Required task - Count how many lines in the material below contain the string "strap", with case counting. Reply with the number alone.

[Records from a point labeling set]
-*-

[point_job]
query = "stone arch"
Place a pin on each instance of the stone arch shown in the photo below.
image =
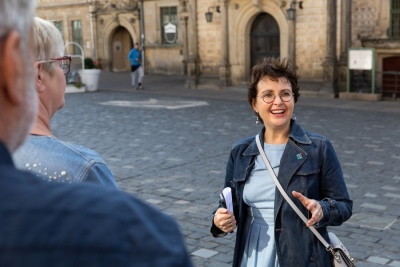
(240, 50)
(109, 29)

-*-

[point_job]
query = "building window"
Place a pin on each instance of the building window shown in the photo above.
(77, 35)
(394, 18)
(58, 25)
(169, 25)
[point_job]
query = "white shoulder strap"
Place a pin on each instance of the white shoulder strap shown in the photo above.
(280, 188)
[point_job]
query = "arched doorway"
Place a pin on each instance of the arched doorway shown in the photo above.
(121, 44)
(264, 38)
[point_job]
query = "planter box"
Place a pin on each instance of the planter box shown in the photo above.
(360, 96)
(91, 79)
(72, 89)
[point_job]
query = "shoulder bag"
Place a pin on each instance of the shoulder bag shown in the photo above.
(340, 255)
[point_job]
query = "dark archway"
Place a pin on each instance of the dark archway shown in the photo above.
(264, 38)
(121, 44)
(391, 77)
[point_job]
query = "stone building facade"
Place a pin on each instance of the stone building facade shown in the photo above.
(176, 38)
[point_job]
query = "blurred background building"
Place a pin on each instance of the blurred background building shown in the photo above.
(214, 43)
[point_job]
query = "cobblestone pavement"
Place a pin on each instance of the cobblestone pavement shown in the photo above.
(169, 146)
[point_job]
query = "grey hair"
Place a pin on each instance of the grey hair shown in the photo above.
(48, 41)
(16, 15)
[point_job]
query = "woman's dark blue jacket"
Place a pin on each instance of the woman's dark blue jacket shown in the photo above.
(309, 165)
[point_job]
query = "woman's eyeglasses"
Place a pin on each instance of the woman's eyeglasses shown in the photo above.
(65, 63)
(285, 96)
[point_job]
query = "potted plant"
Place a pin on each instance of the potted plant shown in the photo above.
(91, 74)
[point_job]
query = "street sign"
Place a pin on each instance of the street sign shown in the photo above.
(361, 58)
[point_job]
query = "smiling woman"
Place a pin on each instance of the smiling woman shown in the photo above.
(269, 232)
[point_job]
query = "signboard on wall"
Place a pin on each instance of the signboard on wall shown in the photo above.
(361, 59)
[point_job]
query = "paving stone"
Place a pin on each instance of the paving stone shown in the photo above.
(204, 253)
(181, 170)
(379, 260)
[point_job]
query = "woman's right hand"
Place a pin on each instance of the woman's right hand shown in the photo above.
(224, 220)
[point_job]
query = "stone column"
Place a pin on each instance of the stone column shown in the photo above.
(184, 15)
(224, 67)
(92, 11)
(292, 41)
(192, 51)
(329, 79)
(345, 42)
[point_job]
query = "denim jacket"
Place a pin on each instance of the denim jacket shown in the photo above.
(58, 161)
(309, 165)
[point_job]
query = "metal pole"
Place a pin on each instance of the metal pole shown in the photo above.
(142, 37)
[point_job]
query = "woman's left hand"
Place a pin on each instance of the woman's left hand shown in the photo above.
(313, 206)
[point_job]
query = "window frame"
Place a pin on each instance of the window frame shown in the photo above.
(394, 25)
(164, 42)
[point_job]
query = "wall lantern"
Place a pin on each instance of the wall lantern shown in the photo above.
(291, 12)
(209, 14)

-*-

Worked answer - 2